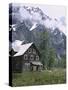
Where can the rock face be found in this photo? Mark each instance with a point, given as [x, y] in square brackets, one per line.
[29, 22]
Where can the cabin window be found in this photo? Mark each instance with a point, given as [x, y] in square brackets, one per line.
[34, 51]
[30, 50]
[25, 57]
[31, 57]
[37, 57]
[26, 66]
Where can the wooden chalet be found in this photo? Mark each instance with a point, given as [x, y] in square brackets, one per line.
[26, 58]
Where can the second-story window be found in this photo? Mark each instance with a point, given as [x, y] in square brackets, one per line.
[25, 57]
[34, 51]
[30, 50]
[31, 57]
[37, 57]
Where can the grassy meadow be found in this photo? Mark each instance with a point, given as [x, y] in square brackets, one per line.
[45, 77]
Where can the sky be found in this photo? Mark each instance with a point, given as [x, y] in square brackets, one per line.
[53, 11]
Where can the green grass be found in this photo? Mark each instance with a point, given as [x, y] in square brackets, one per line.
[56, 76]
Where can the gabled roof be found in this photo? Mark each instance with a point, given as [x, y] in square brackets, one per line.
[23, 49]
[36, 63]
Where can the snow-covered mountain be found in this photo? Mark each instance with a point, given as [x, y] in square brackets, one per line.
[37, 16]
[28, 22]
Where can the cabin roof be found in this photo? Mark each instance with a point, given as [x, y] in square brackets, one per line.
[36, 63]
[22, 49]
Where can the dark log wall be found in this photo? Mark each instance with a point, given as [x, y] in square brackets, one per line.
[18, 63]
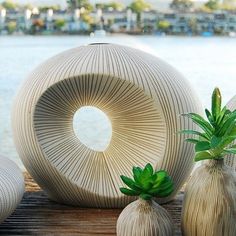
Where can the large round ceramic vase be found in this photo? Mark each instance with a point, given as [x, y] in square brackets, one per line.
[209, 205]
[230, 160]
[143, 98]
[11, 187]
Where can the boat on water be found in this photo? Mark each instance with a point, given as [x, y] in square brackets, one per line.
[98, 33]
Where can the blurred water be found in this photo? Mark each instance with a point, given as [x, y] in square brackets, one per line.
[206, 62]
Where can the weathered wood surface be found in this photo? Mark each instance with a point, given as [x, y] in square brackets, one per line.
[37, 215]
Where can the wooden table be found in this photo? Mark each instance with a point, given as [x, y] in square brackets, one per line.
[37, 215]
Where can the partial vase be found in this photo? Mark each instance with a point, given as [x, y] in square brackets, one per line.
[209, 205]
[11, 187]
[144, 218]
[210, 201]
[230, 160]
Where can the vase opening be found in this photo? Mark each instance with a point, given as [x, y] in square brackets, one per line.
[93, 128]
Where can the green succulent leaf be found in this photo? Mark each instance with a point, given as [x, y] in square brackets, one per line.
[148, 183]
[137, 172]
[130, 183]
[159, 178]
[149, 168]
[191, 140]
[218, 131]
[209, 116]
[129, 192]
[228, 125]
[230, 150]
[223, 115]
[202, 145]
[194, 132]
[201, 122]
[215, 141]
[216, 103]
[203, 155]
[145, 196]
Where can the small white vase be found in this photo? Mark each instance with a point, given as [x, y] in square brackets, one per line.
[144, 218]
[209, 207]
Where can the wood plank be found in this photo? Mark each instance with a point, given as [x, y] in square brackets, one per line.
[37, 215]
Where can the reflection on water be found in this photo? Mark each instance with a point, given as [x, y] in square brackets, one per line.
[205, 62]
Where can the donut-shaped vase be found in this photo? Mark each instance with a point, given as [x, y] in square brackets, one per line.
[142, 96]
[11, 187]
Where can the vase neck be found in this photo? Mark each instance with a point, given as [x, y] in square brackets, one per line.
[216, 163]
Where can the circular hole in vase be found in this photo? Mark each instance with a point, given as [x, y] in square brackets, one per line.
[93, 128]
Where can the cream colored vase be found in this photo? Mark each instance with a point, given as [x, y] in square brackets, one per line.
[11, 187]
[144, 218]
[230, 160]
[143, 98]
[209, 206]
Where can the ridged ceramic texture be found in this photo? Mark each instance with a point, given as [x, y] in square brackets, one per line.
[143, 98]
[209, 206]
[144, 218]
[230, 160]
[11, 187]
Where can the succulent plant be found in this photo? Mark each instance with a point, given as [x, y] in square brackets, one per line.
[147, 183]
[218, 131]
[211, 189]
[144, 216]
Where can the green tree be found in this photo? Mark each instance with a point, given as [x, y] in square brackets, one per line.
[163, 25]
[73, 4]
[9, 5]
[113, 5]
[53, 7]
[181, 5]
[213, 4]
[59, 23]
[138, 6]
[192, 23]
[11, 27]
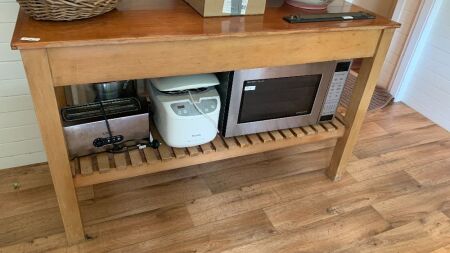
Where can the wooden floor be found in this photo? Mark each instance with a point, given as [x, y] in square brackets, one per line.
[394, 198]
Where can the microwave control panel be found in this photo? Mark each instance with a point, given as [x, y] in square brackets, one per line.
[335, 91]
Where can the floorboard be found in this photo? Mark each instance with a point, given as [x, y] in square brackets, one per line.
[394, 197]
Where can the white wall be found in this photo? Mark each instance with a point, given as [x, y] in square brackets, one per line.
[426, 87]
[20, 142]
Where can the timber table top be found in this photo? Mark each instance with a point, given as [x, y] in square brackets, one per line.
[168, 20]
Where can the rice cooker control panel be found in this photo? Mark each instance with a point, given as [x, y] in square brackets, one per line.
[186, 108]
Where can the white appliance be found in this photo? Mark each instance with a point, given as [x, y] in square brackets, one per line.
[185, 108]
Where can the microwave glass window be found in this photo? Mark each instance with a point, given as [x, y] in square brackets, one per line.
[278, 98]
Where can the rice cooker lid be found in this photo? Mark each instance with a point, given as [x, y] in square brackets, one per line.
[178, 83]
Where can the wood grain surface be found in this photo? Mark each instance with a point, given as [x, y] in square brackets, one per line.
[139, 21]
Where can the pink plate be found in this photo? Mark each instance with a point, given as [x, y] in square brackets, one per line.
[307, 6]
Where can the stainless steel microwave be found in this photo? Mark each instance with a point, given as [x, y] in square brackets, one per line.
[266, 99]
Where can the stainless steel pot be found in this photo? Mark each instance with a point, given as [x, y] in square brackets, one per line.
[110, 90]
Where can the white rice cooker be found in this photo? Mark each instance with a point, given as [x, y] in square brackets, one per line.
[185, 108]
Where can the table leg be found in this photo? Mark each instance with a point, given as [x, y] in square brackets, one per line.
[46, 106]
[360, 100]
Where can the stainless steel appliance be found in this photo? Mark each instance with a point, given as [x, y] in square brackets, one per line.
[266, 99]
[86, 129]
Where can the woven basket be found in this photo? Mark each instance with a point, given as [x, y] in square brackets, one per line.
[66, 10]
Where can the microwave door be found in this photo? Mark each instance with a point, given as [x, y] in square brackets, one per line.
[278, 98]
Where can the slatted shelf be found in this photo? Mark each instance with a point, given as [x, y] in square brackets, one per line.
[105, 167]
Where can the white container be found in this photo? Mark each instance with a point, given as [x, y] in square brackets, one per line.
[180, 122]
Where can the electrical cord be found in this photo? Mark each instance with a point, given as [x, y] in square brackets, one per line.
[213, 123]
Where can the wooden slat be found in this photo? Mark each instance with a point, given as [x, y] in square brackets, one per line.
[265, 137]
[150, 155]
[218, 144]
[135, 157]
[308, 130]
[165, 152]
[243, 141]
[206, 148]
[193, 151]
[179, 152]
[319, 129]
[329, 127]
[230, 142]
[298, 132]
[254, 139]
[337, 123]
[86, 167]
[73, 166]
[120, 161]
[276, 135]
[287, 133]
[103, 163]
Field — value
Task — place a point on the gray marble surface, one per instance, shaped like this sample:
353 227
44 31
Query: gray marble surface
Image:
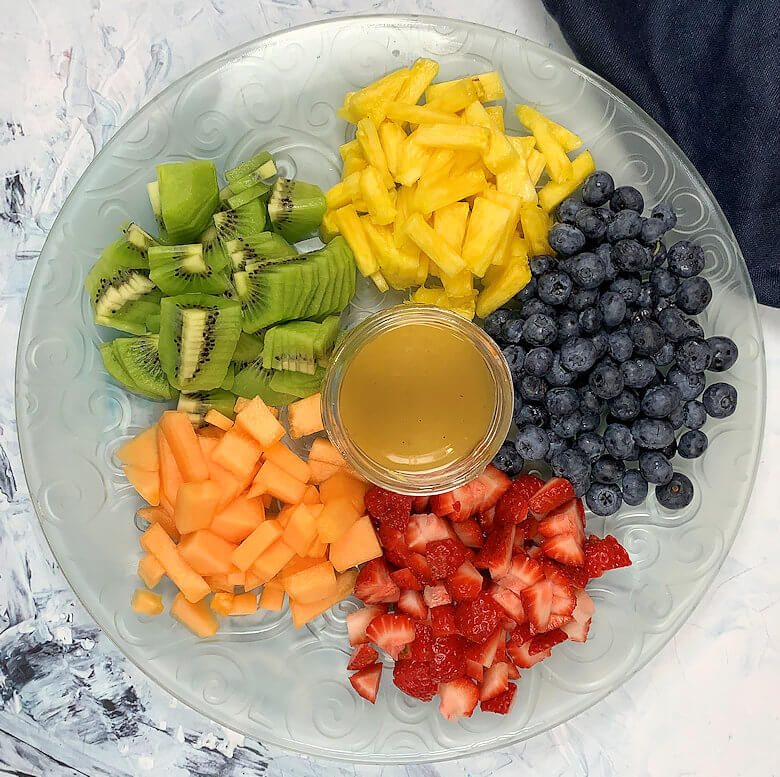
72 72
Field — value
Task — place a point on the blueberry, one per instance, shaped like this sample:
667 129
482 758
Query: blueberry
690 386
554 287
627 198
565 239
692 444
598 188
603 499
724 353
538 361
720 400
655 467
676 494
685 259
634 487
532 442
578 354
652 433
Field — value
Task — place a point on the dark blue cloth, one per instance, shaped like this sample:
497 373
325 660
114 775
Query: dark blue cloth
708 71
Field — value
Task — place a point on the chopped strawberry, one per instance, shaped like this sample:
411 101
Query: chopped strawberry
603 555
501 704
387 507
445 556
465 583
552 494
362 656
436 595
374 584
443 620
357 622
458 698
366 681
411 602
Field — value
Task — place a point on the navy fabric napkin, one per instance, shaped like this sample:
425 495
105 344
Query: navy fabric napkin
708 71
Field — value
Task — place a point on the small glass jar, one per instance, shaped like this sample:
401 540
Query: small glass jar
439 479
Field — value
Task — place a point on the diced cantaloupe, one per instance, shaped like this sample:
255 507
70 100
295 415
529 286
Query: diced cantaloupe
198 618
150 570
186 449
283 457
146 602
155 541
196 504
305 416
256 543
141 451
239 519
206 552
357 545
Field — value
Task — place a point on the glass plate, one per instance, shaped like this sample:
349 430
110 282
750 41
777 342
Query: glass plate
259 676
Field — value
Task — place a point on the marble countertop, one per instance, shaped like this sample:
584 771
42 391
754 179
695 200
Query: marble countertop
70 704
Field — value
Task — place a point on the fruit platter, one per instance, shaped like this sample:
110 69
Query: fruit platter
390 390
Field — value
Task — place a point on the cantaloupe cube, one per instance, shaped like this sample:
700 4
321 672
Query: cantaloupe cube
146 602
357 545
258 422
283 457
305 416
303 613
196 617
239 519
265 535
150 570
272 479
155 541
180 435
141 451
336 517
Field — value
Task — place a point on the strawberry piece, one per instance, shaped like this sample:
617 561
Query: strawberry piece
443 620
603 555
465 583
501 704
366 681
415 678
391 632
411 602
357 622
458 698
387 507
445 556
362 656
374 584
552 494
436 595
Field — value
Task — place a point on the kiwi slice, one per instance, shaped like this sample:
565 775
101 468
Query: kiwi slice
198 335
296 208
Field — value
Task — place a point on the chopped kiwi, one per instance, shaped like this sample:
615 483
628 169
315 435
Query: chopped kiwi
296 208
198 335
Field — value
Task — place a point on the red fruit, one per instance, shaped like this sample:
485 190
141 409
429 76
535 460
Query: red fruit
458 698
366 681
501 704
552 494
362 656
387 507
357 622
443 620
415 678
445 556
374 584
465 583
603 555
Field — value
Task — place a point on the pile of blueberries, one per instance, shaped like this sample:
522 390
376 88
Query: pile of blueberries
607 363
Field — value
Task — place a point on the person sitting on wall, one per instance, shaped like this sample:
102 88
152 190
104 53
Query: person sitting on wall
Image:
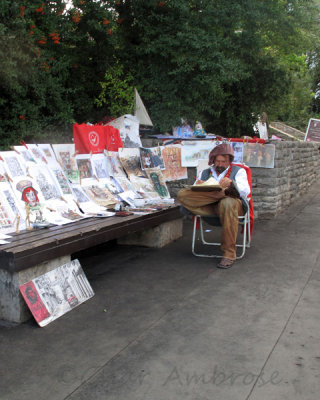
226 203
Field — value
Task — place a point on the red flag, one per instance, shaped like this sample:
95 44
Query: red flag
113 138
89 138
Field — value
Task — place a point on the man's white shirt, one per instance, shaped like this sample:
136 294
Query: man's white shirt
240 179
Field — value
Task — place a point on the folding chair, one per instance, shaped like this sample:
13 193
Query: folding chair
244 221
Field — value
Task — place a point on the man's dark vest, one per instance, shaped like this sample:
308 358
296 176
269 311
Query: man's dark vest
206 173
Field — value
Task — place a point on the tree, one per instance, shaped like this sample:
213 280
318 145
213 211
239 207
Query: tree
217 61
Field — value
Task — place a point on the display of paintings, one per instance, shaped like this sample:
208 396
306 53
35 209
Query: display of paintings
128 197
130 160
128 126
14 164
115 164
238 151
259 155
100 195
10 200
48 186
158 182
8 219
151 157
30 199
84 166
143 185
61 179
100 166
192 151
172 162
84 202
37 153
3 172
48 152
65 155
113 186
51 295
202 164
25 153
64 213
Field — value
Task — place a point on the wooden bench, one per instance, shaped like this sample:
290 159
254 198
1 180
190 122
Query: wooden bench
32 253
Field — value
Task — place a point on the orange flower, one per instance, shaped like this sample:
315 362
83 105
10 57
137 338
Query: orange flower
42 41
76 18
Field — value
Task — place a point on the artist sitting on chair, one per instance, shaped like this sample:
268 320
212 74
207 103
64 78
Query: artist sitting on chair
226 203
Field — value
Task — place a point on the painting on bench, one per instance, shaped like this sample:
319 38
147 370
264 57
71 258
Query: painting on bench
51 295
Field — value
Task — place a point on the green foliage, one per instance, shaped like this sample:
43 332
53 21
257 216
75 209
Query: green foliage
217 61
117 92
221 62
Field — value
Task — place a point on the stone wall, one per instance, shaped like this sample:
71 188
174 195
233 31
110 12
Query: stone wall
296 167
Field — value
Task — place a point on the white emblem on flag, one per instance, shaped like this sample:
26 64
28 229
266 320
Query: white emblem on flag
94 138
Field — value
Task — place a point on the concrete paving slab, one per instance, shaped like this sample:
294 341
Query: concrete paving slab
167 325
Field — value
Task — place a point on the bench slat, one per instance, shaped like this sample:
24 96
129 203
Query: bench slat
33 247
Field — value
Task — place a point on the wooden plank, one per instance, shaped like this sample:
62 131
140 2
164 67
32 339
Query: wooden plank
43 245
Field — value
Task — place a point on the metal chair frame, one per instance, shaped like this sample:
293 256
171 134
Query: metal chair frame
244 220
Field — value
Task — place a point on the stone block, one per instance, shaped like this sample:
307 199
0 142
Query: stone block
12 305
157 237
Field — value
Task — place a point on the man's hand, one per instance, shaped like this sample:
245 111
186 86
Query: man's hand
225 183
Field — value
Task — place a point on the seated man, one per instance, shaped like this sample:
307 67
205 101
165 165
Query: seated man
226 203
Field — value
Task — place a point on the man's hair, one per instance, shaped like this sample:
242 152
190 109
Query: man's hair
222 150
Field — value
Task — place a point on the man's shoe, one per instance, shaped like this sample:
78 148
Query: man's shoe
225 263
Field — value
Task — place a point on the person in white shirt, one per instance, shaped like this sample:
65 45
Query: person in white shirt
227 203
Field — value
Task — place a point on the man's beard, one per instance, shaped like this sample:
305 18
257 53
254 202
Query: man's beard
219 169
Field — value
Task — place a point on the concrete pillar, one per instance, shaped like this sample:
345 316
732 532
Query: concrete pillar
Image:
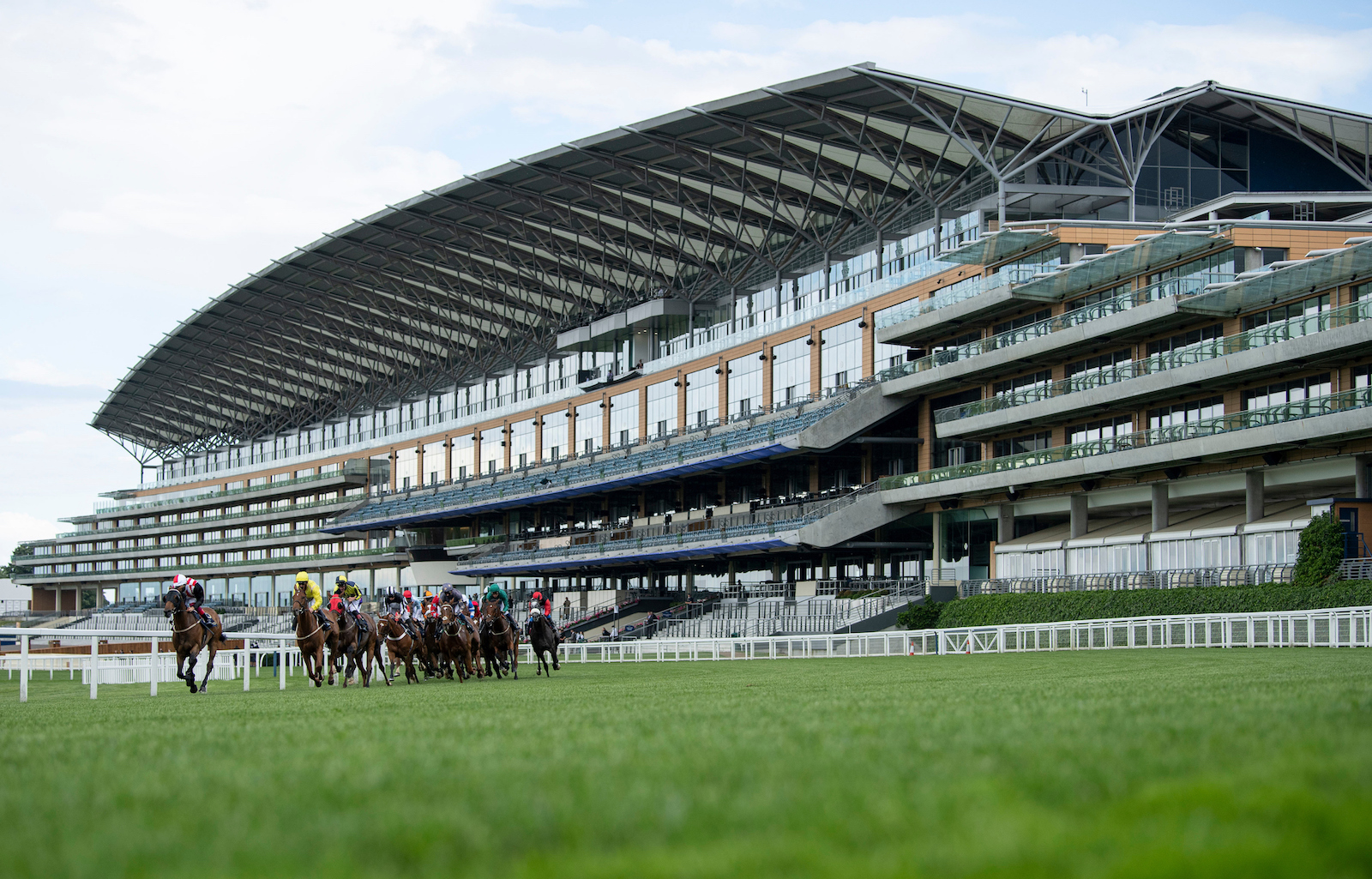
1005 523
1253 496
1159 506
937 551
1079 516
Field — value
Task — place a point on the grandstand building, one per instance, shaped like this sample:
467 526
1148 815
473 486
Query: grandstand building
861 325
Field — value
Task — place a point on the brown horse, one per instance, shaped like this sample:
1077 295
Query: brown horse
398 645
454 642
500 641
190 636
312 638
363 649
542 635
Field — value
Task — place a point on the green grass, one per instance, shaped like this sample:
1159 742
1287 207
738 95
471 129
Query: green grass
1069 764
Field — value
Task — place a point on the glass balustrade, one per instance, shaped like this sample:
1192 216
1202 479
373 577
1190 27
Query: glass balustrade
1283 413
1198 352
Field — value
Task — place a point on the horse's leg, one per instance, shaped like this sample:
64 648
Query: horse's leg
209 663
192 654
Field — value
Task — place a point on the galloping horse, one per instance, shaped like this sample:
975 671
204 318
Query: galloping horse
312 638
190 636
454 642
398 645
542 634
361 647
500 641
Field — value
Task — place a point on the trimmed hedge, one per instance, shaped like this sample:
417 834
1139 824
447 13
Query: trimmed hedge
1053 606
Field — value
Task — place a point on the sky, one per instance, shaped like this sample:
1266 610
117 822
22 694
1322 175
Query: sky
157 151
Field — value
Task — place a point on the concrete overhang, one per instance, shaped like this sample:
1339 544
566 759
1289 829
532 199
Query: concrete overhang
1221 372
1129 324
1315 430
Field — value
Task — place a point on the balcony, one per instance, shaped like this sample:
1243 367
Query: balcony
768 527
600 472
1351 403
972 418
1136 313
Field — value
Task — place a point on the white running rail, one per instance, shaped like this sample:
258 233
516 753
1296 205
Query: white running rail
1335 627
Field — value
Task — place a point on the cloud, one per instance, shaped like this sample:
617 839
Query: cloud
15 527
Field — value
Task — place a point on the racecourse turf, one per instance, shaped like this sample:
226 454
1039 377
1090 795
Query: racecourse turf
1069 764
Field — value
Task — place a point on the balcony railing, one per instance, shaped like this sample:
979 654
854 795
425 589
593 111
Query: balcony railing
135 574
191 523
1250 575
1283 413
1092 311
965 290
1198 352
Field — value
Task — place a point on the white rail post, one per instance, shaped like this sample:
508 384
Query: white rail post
95 664
24 668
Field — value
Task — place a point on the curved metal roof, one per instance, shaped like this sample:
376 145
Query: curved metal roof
480 274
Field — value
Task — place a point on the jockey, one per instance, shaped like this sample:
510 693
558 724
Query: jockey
411 611
497 593
312 591
539 605
192 593
352 599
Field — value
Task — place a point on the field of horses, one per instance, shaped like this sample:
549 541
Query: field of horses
1131 762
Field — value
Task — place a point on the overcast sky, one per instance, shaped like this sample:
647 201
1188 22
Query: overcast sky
155 151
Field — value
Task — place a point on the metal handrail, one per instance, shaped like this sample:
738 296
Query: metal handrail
1198 352
1285 413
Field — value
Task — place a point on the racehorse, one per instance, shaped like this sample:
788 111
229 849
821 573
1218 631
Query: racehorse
361 647
398 645
454 642
190 636
312 638
542 634
500 641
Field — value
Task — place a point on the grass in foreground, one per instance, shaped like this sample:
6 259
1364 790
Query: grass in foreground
1127 764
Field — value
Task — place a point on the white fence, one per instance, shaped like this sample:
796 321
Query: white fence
1338 627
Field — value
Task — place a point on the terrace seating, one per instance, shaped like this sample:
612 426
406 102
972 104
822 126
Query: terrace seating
599 469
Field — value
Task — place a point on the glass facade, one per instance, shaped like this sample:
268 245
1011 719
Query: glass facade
840 357
662 409
791 372
589 439
701 398
623 418
745 386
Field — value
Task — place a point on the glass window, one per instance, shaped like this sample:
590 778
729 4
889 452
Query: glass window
662 409
623 418
791 372
1106 428
464 462
1184 413
840 357
745 386
701 398
1032 442
436 464
589 428
1285 393
521 448
555 436
493 450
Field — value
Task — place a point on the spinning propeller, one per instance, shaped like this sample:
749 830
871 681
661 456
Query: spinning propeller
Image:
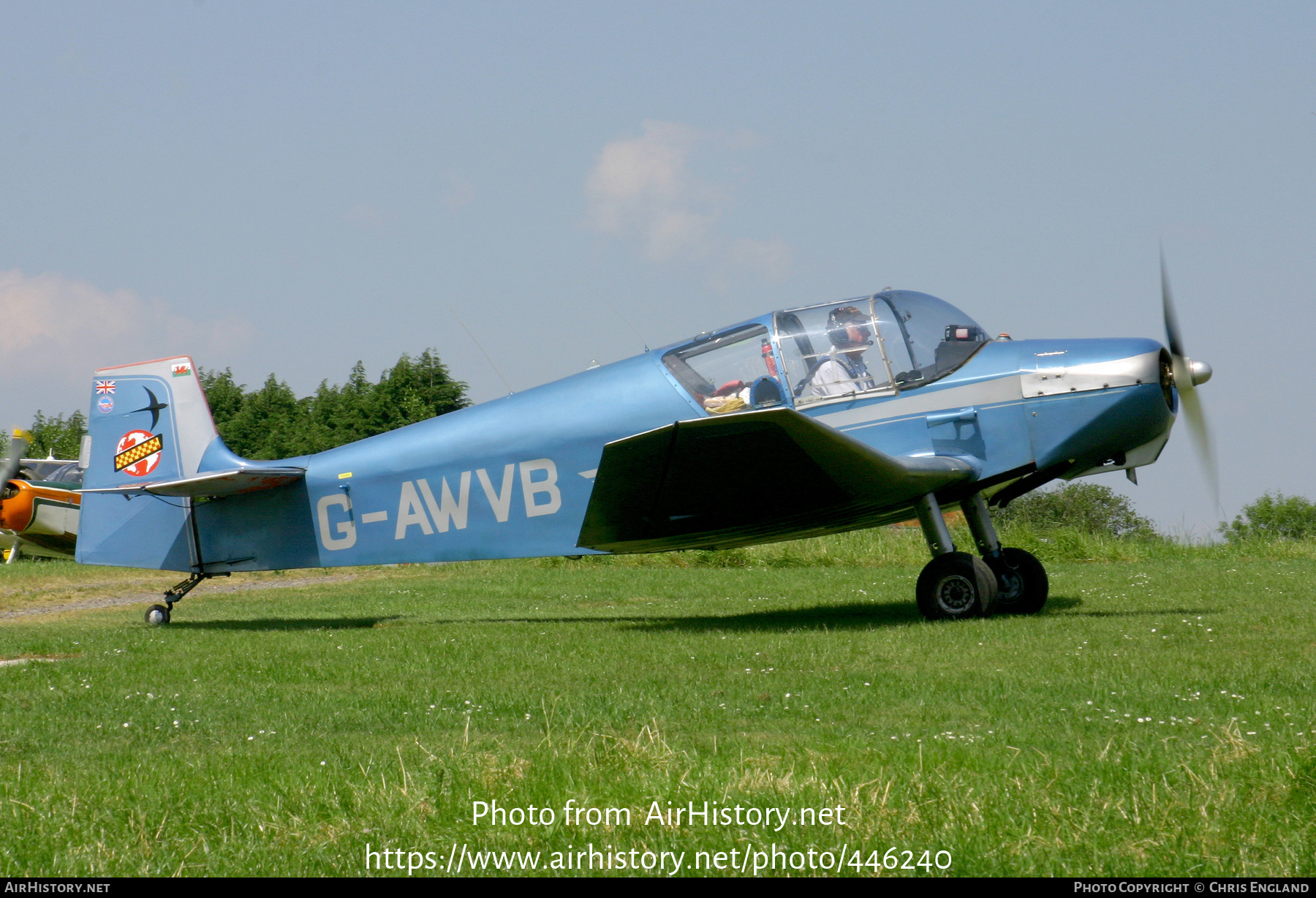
1187 376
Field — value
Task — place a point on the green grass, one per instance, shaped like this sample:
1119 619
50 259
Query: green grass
1156 720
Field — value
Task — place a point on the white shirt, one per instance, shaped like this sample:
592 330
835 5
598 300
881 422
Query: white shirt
━━━━
Gather every line of the records that contains the word "wooden", and copy each one. Case counts.

Where can the wooden chalet be found in this photo? Mark each instance with a point, given as [x, y] in square brackets, one per line.
Where can the wooden table be found in this photo? Mark each instance with a point, given as [x, y] in square brackets, one per line.
Where can the wooden floor be found in this photo? Mark each instance with a point, given as [x, y] in square brackets, one per line.
Where can the wooden slat be found in this photo? Mark each instance with a point, given as [x, y] in square brackets, one per line.
Task — place a point on the wooden bench, one per instance, shaped like this sample:
Query: wooden bench
Task — place a point on the wooden plank, one per instance, shaped like this sample:
Query: wooden plank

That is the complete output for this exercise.